Ваша задача —
Ответьте на вопросы по отрывку ниже.
1. Во сколько лет Джон начал вмешиваться в драки между родителями?
2. В какой день пятнадцатилетний Джон проснулся от визга и шума?
3. Кто внезапно умер вскоре после того рождественского утра?

:: Фрагмент документа

Когда Джону было двенадцать, он начал вмешиваться в драки между родителями. Авторитет отца уже не давил на него, и он постепенно начал понимать, что к чему.
Однажды в Сочельник Джон – ему к тому времени исполнилось пятнадцать – проснулся от визга и шума.
– Я понял, что это мама визжит. Выскочил из кровати и побежал в комнату родителей с криком: «Какого черта здесь происходит?» Мать пробормотала: «Он меня душит!» Отец и правда держал мать за горло. Я заорал на него: «Стой и не смей двигаться! Мама пойдет со мной». Я увел мать на первый этаж. Она всхлипывала. Это было тяжело, но я пытался быть взрослым для них обоих.
Утром отец Джона спустился в гостиную, где спали Джон и его мать. Он вел себя так, будто ничего не произошло.
– Мой брат присоединился к нам, и мы провели рождественское утро как самая обычная семья.
Вскоре после этого бабушка Джона внезапно умерла.
– Бабушка была неиссякаемым источником любви для мамы и меня. Ее смерть стала страшным потрясением для нас обоих. Отец не мог поддержать нас в горе. Он сказал матери: «Тебе надо просто пережить это!» Он был типичный нарцисс. Если его это не касалось, то он не считал это важным.

::::
:: Исходные данные

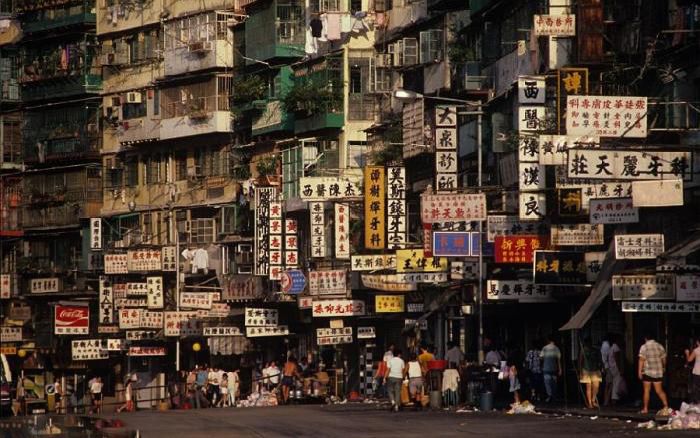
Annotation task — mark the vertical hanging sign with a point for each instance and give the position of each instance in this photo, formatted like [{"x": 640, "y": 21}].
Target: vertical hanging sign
[
  {"x": 374, "y": 207},
  {"x": 318, "y": 230},
  {"x": 276, "y": 240},
  {"x": 261, "y": 245},
  {"x": 446, "y": 143},
  {"x": 342, "y": 228},
  {"x": 95, "y": 233},
  {"x": 291, "y": 244},
  {"x": 396, "y": 207}
]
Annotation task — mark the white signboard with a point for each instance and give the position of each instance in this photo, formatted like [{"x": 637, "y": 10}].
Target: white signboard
[
  {"x": 638, "y": 246},
  {"x": 89, "y": 349},
  {"x": 221, "y": 331},
  {"x": 628, "y": 164},
  {"x": 577, "y": 234},
  {"x": 258, "y": 332},
  {"x": 607, "y": 116},
  {"x": 318, "y": 229},
  {"x": 95, "y": 233},
  {"x": 688, "y": 287},
  {"x": 643, "y": 287},
  {"x": 531, "y": 90},
  {"x": 342, "y": 231},
  {"x": 663, "y": 193},
  {"x": 522, "y": 291},
  {"x": 322, "y": 188},
  {"x": 337, "y": 308},
  {"x": 533, "y": 206},
  {"x": 256, "y": 317},
  {"x": 116, "y": 263},
  {"x": 613, "y": 211},
  {"x": 328, "y": 282},
  {"x": 553, "y": 148},
  {"x": 559, "y": 25},
  {"x": 366, "y": 333}
]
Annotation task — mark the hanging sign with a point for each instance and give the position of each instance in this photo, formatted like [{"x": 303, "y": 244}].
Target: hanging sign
[
  {"x": 258, "y": 332},
  {"x": 414, "y": 260},
  {"x": 607, "y": 116},
  {"x": 517, "y": 249},
  {"x": 322, "y": 188},
  {"x": 560, "y": 25},
  {"x": 342, "y": 231},
  {"x": 264, "y": 196},
  {"x": 375, "y": 214},
  {"x": 389, "y": 303},
  {"x": 444, "y": 207},
  {"x": 372, "y": 262},
  {"x": 643, "y": 287},
  {"x": 396, "y": 207},
  {"x": 333, "y": 282},
  {"x": 89, "y": 349},
  {"x": 387, "y": 283},
  {"x": 95, "y": 233},
  {"x": 664, "y": 193},
  {"x": 629, "y": 164},
  {"x": 318, "y": 229},
  {"x": 577, "y": 234},
  {"x": 638, "y": 246},
  {"x": 71, "y": 320},
  {"x": 338, "y": 308},
  {"x": 560, "y": 268},
  {"x": 221, "y": 331}
]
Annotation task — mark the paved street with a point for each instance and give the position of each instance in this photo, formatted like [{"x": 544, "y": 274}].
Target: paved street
[{"x": 367, "y": 421}]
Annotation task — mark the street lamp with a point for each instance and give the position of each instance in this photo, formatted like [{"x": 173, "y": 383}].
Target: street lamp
[
  {"x": 132, "y": 207},
  {"x": 408, "y": 95}
]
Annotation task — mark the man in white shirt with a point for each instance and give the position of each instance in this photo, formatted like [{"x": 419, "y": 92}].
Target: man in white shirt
[{"x": 396, "y": 368}]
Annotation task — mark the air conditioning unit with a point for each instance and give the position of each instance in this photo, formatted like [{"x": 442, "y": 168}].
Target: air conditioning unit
[{"x": 133, "y": 97}]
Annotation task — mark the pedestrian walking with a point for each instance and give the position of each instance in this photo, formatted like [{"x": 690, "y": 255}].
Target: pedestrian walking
[
  {"x": 694, "y": 357},
  {"x": 551, "y": 368},
  {"x": 590, "y": 365},
  {"x": 650, "y": 370},
  {"x": 394, "y": 379}
]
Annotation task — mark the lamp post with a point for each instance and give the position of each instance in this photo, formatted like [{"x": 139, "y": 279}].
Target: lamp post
[
  {"x": 173, "y": 225},
  {"x": 407, "y": 95}
]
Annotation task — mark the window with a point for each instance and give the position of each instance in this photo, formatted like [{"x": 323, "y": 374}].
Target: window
[
  {"x": 180, "y": 166},
  {"x": 202, "y": 230},
  {"x": 431, "y": 46}
]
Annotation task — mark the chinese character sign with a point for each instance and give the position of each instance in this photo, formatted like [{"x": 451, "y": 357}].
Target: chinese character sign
[
  {"x": 638, "y": 246},
  {"x": 318, "y": 229},
  {"x": 396, "y": 207},
  {"x": 374, "y": 207},
  {"x": 607, "y": 116},
  {"x": 342, "y": 231},
  {"x": 95, "y": 233},
  {"x": 563, "y": 25}
]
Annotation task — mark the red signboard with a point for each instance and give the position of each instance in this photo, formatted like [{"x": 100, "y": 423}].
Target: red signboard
[
  {"x": 71, "y": 320},
  {"x": 517, "y": 249}
]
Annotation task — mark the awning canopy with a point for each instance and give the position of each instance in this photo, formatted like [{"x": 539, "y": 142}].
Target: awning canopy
[{"x": 599, "y": 291}]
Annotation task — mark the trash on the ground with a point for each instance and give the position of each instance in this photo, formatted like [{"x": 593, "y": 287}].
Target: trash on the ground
[{"x": 522, "y": 408}]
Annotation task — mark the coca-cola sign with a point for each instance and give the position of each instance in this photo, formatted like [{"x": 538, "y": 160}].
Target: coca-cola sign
[{"x": 71, "y": 320}]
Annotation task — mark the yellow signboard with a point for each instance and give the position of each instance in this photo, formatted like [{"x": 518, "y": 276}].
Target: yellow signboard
[
  {"x": 374, "y": 207},
  {"x": 389, "y": 303},
  {"x": 414, "y": 260}
]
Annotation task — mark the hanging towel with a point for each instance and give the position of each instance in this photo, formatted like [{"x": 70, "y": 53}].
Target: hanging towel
[{"x": 333, "y": 28}]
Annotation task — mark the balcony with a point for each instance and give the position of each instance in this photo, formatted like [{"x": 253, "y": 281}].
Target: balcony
[
  {"x": 71, "y": 13},
  {"x": 62, "y": 134},
  {"x": 276, "y": 32},
  {"x": 198, "y": 42}
]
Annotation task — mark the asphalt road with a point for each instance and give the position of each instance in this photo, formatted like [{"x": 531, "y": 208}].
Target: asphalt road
[{"x": 366, "y": 421}]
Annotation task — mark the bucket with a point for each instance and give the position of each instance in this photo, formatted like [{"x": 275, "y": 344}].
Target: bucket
[{"x": 486, "y": 401}]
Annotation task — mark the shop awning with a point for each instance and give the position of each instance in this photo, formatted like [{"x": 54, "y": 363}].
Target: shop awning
[{"x": 599, "y": 291}]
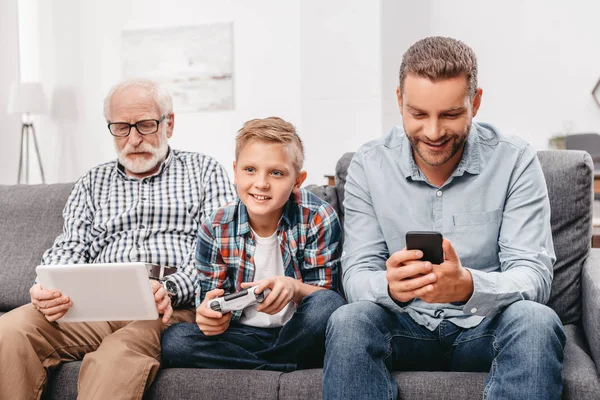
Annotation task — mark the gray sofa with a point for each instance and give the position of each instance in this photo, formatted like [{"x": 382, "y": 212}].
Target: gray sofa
[{"x": 30, "y": 218}]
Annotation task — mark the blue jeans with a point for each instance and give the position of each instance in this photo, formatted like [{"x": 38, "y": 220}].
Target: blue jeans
[
  {"x": 299, "y": 344},
  {"x": 521, "y": 348}
]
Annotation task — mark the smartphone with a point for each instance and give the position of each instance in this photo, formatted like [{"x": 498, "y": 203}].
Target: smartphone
[{"x": 430, "y": 243}]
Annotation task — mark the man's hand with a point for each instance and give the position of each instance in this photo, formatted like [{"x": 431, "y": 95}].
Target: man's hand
[
  {"x": 453, "y": 284},
  {"x": 209, "y": 321},
  {"x": 409, "y": 278},
  {"x": 163, "y": 300},
  {"x": 283, "y": 290},
  {"x": 51, "y": 303}
]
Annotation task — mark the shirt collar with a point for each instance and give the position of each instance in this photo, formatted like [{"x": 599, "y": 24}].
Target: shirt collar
[
  {"x": 469, "y": 162},
  {"x": 165, "y": 164}
]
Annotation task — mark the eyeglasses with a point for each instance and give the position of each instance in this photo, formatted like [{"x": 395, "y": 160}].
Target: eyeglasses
[{"x": 144, "y": 127}]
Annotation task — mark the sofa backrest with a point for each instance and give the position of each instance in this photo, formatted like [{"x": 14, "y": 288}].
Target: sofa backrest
[
  {"x": 569, "y": 177},
  {"x": 30, "y": 220}
]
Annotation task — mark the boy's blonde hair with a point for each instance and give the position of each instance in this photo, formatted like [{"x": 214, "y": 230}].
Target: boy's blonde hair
[{"x": 272, "y": 130}]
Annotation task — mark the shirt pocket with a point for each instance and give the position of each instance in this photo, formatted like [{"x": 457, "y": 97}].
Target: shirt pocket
[
  {"x": 475, "y": 237},
  {"x": 477, "y": 218}
]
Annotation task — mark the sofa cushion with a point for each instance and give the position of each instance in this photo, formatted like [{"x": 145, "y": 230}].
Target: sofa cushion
[
  {"x": 580, "y": 376},
  {"x": 580, "y": 379},
  {"x": 181, "y": 383},
  {"x": 569, "y": 176},
  {"x": 30, "y": 220}
]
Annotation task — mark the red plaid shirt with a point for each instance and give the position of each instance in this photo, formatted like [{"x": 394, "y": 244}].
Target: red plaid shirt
[{"x": 309, "y": 235}]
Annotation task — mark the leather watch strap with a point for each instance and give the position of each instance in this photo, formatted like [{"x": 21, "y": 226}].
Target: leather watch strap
[{"x": 158, "y": 272}]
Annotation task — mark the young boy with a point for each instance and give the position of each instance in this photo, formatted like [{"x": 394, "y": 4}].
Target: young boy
[{"x": 275, "y": 236}]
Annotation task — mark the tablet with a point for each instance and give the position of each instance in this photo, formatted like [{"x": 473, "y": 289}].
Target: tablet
[{"x": 102, "y": 292}]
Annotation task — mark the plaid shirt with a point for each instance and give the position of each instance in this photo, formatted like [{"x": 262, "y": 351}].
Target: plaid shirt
[
  {"x": 309, "y": 234},
  {"x": 112, "y": 217}
]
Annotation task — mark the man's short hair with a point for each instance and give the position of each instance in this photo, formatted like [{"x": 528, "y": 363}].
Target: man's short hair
[
  {"x": 272, "y": 130},
  {"x": 438, "y": 58},
  {"x": 162, "y": 98}
]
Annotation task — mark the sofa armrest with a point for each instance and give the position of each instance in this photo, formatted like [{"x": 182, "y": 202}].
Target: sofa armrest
[{"x": 590, "y": 287}]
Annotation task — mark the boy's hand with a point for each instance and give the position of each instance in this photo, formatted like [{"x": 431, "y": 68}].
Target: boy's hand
[
  {"x": 51, "y": 303},
  {"x": 163, "y": 300},
  {"x": 209, "y": 321},
  {"x": 283, "y": 291}
]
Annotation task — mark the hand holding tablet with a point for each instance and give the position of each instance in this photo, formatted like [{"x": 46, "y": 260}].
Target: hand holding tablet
[{"x": 100, "y": 292}]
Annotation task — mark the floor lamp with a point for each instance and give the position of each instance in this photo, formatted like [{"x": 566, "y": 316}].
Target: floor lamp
[{"x": 26, "y": 99}]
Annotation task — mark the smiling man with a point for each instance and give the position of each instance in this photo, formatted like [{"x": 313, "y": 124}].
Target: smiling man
[
  {"x": 482, "y": 308},
  {"x": 145, "y": 207}
]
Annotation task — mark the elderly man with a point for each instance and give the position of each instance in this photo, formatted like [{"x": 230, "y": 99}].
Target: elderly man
[{"x": 146, "y": 207}]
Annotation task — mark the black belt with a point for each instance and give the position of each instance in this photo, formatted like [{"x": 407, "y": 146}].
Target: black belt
[{"x": 158, "y": 272}]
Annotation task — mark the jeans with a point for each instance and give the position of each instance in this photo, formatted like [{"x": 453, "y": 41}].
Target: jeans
[
  {"x": 521, "y": 348},
  {"x": 299, "y": 344}
]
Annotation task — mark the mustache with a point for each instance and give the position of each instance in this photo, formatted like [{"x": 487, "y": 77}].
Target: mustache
[{"x": 141, "y": 148}]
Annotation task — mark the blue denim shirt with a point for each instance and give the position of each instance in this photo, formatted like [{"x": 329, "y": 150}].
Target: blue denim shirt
[{"x": 494, "y": 209}]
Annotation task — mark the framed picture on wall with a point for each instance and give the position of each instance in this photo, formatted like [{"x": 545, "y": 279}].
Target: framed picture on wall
[{"x": 194, "y": 63}]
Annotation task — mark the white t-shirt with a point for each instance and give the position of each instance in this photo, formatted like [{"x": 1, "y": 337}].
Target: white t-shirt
[{"x": 268, "y": 262}]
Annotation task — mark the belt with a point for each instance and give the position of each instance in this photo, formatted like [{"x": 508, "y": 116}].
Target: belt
[{"x": 158, "y": 272}]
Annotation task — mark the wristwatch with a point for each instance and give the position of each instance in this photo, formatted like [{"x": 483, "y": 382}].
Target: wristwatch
[{"x": 170, "y": 287}]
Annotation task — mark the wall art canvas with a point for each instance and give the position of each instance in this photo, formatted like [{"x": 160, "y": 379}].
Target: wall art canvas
[{"x": 195, "y": 63}]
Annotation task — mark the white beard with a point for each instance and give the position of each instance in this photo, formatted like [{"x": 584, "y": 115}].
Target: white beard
[{"x": 140, "y": 165}]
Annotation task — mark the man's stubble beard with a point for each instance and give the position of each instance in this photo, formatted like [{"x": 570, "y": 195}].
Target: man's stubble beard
[{"x": 425, "y": 156}]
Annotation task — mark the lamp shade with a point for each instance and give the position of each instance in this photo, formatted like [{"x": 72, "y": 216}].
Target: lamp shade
[{"x": 27, "y": 97}]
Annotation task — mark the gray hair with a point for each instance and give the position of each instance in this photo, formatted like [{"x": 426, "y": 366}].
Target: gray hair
[
  {"x": 437, "y": 58},
  {"x": 162, "y": 98}
]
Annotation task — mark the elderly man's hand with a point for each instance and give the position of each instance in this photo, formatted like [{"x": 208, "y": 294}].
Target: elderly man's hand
[
  {"x": 51, "y": 303},
  {"x": 163, "y": 300}
]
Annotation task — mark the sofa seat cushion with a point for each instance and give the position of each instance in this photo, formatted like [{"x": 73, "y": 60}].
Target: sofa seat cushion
[
  {"x": 30, "y": 220},
  {"x": 580, "y": 379},
  {"x": 182, "y": 383}
]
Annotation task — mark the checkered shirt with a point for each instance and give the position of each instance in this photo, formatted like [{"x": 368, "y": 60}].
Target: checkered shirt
[{"x": 112, "y": 217}]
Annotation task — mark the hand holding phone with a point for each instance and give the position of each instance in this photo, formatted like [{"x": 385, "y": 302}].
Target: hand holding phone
[{"x": 430, "y": 243}]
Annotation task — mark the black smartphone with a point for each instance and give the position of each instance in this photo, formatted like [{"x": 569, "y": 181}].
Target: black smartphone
[{"x": 430, "y": 243}]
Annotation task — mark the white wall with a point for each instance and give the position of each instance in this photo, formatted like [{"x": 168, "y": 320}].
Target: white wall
[
  {"x": 538, "y": 62},
  {"x": 402, "y": 24},
  {"x": 340, "y": 76},
  {"x": 10, "y": 131},
  {"x": 330, "y": 67}
]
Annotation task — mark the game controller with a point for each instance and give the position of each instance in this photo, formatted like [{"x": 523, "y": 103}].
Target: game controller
[{"x": 236, "y": 301}]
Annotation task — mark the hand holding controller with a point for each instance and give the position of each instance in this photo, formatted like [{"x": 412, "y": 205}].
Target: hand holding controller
[{"x": 236, "y": 301}]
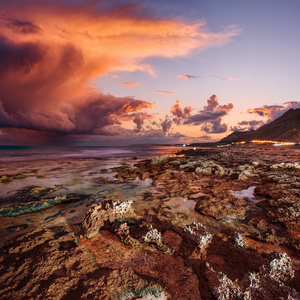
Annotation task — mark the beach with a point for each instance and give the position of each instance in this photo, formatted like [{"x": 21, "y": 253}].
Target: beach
[{"x": 150, "y": 223}]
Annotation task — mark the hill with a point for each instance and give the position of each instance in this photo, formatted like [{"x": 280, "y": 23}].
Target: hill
[{"x": 284, "y": 129}]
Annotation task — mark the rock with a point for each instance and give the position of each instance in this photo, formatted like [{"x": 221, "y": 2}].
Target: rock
[
  {"x": 105, "y": 212},
  {"x": 210, "y": 168}
]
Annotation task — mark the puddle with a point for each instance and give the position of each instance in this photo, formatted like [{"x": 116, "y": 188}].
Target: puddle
[{"x": 248, "y": 196}]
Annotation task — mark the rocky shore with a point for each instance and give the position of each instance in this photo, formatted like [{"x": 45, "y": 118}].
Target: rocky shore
[{"x": 199, "y": 224}]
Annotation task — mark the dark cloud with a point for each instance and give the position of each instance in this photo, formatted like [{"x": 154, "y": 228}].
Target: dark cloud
[
  {"x": 205, "y": 116},
  {"x": 90, "y": 117},
  {"x": 210, "y": 118},
  {"x": 19, "y": 57},
  {"x": 22, "y": 27},
  {"x": 273, "y": 112},
  {"x": 180, "y": 113}
]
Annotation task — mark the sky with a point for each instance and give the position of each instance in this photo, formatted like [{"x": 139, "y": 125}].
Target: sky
[{"x": 113, "y": 73}]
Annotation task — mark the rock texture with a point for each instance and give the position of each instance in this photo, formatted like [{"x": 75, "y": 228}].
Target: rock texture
[{"x": 184, "y": 235}]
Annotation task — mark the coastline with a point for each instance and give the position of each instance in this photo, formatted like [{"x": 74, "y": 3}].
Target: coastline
[{"x": 142, "y": 217}]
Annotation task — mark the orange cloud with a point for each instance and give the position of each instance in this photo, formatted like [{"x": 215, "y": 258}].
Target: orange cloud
[
  {"x": 130, "y": 84},
  {"x": 51, "y": 52},
  {"x": 186, "y": 77},
  {"x": 228, "y": 78},
  {"x": 164, "y": 92}
]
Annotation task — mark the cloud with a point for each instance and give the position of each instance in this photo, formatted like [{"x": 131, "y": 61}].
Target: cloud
[
  {"x": 228, "y": 78},
  {"x": 51, "y": 52},
  {"x": 180, "y": 113},
  {"x": 273, "y": 112},
  {"x": 90, "y": 117},
  {"x": 234, "y": 79},
  {"x": 209, "y": 118},
  {"x": 130, "y": 84},
  {"x": 187, "y": 77},
  {"x": 164, "y": 92},
  {"x": 248, "y": 125},
  {"x": 166, "y": 124}
]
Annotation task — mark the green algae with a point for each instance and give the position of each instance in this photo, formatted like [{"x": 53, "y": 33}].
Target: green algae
[
  {"x": 23, "y": 208},
  {"x": 9, "y": 178}
]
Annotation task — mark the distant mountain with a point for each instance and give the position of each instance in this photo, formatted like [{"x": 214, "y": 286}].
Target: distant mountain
[{"x": 284, "y": 129}]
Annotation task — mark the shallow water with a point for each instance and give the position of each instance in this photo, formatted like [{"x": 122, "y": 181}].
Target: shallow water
[{"x": 248, "y": 196}]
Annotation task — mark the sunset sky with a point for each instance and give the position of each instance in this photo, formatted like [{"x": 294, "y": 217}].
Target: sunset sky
[{"x": 129, "y": 72}]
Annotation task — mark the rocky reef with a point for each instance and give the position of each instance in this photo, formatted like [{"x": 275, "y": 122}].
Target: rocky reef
[{"x": 198, "y": 224}]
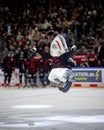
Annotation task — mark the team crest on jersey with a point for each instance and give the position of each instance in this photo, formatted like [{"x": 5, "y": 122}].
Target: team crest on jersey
[{"x": 58, "y": 46}]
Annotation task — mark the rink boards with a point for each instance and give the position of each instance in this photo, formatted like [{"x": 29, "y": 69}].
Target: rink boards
[{"x": 84, "y": 77}]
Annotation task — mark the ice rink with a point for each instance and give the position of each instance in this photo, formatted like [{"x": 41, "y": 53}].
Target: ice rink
[{"x": 50, "y": 109}]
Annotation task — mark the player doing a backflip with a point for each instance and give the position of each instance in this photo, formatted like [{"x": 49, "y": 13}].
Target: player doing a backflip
[{"x": 61, "y": 73}]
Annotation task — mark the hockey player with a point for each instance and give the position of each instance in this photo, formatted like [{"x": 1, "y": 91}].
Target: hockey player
[
  {"x": 61, "y": 72},
  {"x": 8, "y": 65}
]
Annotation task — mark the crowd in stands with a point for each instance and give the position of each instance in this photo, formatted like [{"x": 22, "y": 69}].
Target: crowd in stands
[{"x": 25, "y": 23}]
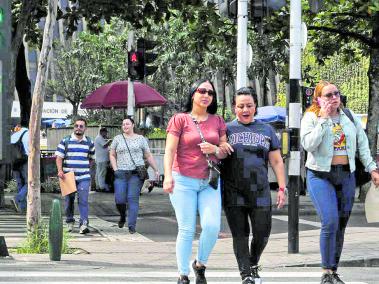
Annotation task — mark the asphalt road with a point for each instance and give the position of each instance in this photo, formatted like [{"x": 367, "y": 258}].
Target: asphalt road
[{"x": 162, "y": 229}]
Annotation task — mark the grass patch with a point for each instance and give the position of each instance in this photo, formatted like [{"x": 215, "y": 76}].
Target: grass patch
[{"x": 37, "y": 242}]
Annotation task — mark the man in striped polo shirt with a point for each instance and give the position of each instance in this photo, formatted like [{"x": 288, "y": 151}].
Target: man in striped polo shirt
[{"x": 74, "y": 154}]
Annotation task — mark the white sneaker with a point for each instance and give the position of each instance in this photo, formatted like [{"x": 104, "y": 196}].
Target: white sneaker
[
  {"x": 70, "y": 227},
  {"x": 83, "y": 229}
]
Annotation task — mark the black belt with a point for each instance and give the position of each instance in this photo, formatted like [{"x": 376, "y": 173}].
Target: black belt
[{"x": 339, "y": 167}]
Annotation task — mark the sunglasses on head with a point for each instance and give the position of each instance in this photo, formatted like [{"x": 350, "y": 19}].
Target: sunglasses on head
[
  {"x": 203, "y": 91},
  {"x": 79, "y": 125},
  {"x": 331, "y": 94}
]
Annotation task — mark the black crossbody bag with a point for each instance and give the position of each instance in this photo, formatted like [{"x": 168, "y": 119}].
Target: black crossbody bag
[
  {"x": 214, "y": 169},
  {"x": 141, "y": 170}
]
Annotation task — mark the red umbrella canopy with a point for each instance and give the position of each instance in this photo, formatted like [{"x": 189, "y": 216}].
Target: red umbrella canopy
[{"x": 115, "y": 95}]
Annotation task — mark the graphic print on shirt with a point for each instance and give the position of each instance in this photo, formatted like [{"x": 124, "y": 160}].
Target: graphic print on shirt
[
  {"x": 339, "y": 142},
  {"x": 250, "y": 139}
]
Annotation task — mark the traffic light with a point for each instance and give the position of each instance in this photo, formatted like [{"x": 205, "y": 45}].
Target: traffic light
[
  {"x": 5, "y": 55},
  {"x": 144, "y": 48},
  {"x": 136, "y": 69}
]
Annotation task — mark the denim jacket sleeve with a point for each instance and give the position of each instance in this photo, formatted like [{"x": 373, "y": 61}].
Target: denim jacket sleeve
[
  {"x": 312, "y": 131},
  {"x": 363, "y": 147}
]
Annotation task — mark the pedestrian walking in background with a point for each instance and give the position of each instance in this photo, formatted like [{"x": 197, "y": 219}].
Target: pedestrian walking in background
[
  {"x": 102, "y": 159},
  {"x": 331, "y": 140},
  {"x": 186, "y": 176},
  {"x": 127, "y": 154},
  {"x": 246, "y": 189},
  {"x": 20, "y": 168},
  {"x": 74, "y": 154}
]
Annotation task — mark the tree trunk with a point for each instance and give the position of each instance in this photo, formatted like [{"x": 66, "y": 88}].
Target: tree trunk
[
  {"x": 373, "y": 107},
  {"x": 23, "y": 86},
  {"x": 34, "y": 185},
  {"x": 23, "y": 21}
]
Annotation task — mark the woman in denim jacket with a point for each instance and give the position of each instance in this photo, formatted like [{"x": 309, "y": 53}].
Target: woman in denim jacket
[{"x": 330, "y": 138}]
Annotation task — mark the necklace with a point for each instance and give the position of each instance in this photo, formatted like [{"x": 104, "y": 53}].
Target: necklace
[{"x": 199, "y": 118}]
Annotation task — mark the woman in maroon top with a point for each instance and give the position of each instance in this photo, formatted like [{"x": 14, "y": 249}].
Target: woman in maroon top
[{"x": 186, "y": 176}]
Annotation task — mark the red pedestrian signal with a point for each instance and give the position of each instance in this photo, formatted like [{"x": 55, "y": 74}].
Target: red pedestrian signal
[{"x": 135, "y": 65}]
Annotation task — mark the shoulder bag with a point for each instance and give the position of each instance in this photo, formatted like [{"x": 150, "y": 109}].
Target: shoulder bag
[
  {"x": 141, "y": 170},
  {"x": 214, "y": 170},
  {"x": 361, "y": 176}
]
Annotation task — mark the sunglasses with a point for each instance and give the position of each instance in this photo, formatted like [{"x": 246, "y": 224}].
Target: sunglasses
[
  {"x": 331, "y": 94},
  {"x": 203, "y": 91},
  {"x": 81, "y": 126}
]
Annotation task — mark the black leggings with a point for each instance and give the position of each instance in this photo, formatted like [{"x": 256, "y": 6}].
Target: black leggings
[{"x": 238, "y": 220}]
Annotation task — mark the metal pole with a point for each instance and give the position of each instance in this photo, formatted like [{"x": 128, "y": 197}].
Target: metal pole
[
  {"x": 294, "y": 112},
  {"x": 242, "y": 44},
  {"x": 131, "y": 98}
]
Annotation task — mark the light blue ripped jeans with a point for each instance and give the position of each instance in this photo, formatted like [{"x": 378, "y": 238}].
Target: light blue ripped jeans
[{"x": 192, "y": 195}]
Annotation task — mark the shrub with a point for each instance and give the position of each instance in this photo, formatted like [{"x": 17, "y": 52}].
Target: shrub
[{"x": 38, "y": 241}]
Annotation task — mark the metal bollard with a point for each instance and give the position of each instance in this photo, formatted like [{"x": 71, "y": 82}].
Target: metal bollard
[{"x": 55, "y": 231}]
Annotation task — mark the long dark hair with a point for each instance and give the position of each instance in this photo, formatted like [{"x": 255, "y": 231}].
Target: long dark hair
[{"x": 212, "y": 108}]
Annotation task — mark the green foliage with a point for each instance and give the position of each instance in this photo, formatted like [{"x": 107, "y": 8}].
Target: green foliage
[
  {"x": 228, "y": 114},
  {"x": 88, "y": 62},
  {"x": 157, "y": 133},
  {"x": 11, "y": 186},
  {"x": 350, "y": 77},
  {"x": 37, "y": 241}
]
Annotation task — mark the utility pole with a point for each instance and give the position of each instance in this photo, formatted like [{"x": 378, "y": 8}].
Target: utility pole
[
  {"x": 131, "y": 99},
  {"x": 294, "y": 111},
  {"x": 242, "y": 44}
]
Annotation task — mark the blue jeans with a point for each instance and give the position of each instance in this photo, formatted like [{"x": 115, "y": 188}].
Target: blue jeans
[
  {"x": 83, "y": 191},
  {"x": 189, "y": 196},
  {"x": 127, "y": 188},
  {"x": 333, "y": 197},
  {"x": 21, "y": 177}
]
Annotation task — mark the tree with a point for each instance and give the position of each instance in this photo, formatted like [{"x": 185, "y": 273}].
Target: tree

::::

Результат задания —
1. В двенадцать лет.
2. В Сочельник.
3. Бабушка Джона.